■ Document:
_ _ _ _ _
My life currently takes place at three universities, through two bridge tunnels and one state line: and I wouldn't have it any other way
Thursday, January 29, 2009
Ripped From My Resume: The Making of a Snake Handler or Submissions, Day Four
We're dipping into the archives this week in search of material to submit to a contest with a 5 PM Friday deadline. Comments appreciated!
Ripped From My Resume: The Making of a Snake Handler
A couple years back, I volunteered to serve as a snake handler for my city’s public library program. Although this was just a one-time gig, not ongoing employment, it is noteworthy on my life resume none the less.
Snakes were pretty high on my childhood list of dreaded creepy crawlies. I grew up in the country, where sightings were common and the Snake Scream—a very specific ululation, uniform in pitch and intensity, would summon one of two sources of help. By day, such shrieks would bring Lee, the neighbor boy. At his discretion, the vermin would be either housed or tortured. If the sighting and resultant scream occurred in the evening, my father would come running with the shovel.
Mulling over a Sunday School lesson one afternoon, I was thrilled when the Biblical basis of snake loathing hit me. Cursed eternally, the Serpent in the Garden of Eden was put on notice that his kind would forever have difficulty with women. My childhood was a swift and just payday for the entire species.
Not under Biblical mandate, little boys’ fears seem to manifest themselves in a different form. Most of the little boys I know live in a constant state of combat with a seedy cast of Bad Guys. At any given moment my 8-year-old son could be engaged in battle with Onion-Onion Early Head -- a car crunching vegetable that debuted in a nightmare-- or Bubkis, a shady villain of whom we can’t extract much in the way of concrete information.
Real or imaginary, creepy crawlies embody our childhood fears, eliciting bloodcurdling screams, sweats, and other sundry manifestations of the fight or flight adrenaline rush of Psychology 101 fame. Watching my mom didn’t give me much hope for the future, either. I vividly recall a laundry room battle with a Big, Furry Spider in which my mother engaged during the summer of ’77. The struggle left her so emotionally drained she had to lie down for a large portion of the afternoon.
Indeed, my fear of creepy crawlies followed me to college. One afternoon, I was run out of my dorm by a particularly menacing red spider. I arrived, shaken, at the door of a friend on a higher floor. “D-d--don’t—need-- much space,” I gasped. Really. I was confident that I could pare things down to just a sleeping bag and little pile of essential texts. Any corner would do. Before I had a chance to compile and submit official room change request forms, my roommate came to visit me. She delivered a triumphant account of the relentless stalking and subsequent death of the menacing red spider. Would I please come home?
I wasn’t brave enough or, as it turned out, smart enough, to demand to see the carcass. Months later, when I was moving out of the dorm for real, Jill confessed that she’d never seen the red spider again, let alone killed it. She missed me. She knew I’d never come back as long as the spider was still at large. I was sufficiently touched, and didn’t hold it against her. I did, however, pay special attention when I unpacked at my new destination.
_ _ _ _ _
■ Supplied information:

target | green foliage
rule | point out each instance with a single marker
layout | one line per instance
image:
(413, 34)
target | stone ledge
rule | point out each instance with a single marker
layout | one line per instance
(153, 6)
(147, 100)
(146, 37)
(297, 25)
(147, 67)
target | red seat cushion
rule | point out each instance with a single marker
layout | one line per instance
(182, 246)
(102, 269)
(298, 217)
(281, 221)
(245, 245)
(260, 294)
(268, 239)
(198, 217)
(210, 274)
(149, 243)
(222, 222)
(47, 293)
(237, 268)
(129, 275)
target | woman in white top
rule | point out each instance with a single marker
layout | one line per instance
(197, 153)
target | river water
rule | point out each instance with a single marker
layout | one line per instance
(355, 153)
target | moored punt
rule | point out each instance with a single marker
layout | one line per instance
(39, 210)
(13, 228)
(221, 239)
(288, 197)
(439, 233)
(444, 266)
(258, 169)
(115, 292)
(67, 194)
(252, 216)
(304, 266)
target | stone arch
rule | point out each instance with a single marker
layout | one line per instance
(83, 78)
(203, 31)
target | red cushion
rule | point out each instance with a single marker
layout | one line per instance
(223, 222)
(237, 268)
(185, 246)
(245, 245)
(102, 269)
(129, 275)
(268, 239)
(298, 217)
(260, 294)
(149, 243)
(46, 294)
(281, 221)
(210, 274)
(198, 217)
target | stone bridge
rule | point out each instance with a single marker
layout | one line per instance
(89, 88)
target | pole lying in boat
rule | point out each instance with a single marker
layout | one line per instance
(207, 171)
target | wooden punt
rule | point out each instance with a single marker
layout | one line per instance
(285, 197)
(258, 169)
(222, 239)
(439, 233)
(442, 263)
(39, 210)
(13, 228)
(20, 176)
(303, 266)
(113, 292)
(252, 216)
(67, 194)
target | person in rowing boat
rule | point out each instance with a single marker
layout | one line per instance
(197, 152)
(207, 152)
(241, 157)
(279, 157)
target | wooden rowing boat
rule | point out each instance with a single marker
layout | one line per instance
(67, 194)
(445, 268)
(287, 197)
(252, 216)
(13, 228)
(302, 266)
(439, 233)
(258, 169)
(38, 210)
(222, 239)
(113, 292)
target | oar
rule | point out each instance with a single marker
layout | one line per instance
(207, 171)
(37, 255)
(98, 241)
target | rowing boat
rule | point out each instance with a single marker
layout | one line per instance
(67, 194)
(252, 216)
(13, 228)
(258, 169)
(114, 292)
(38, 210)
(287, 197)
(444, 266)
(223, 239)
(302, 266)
_ _ _ _ _
■ What is expected:
In the blog post, who came running with a shovel when a snake sighting and scream happened in the evening?

■ Problem solution:
The writer's father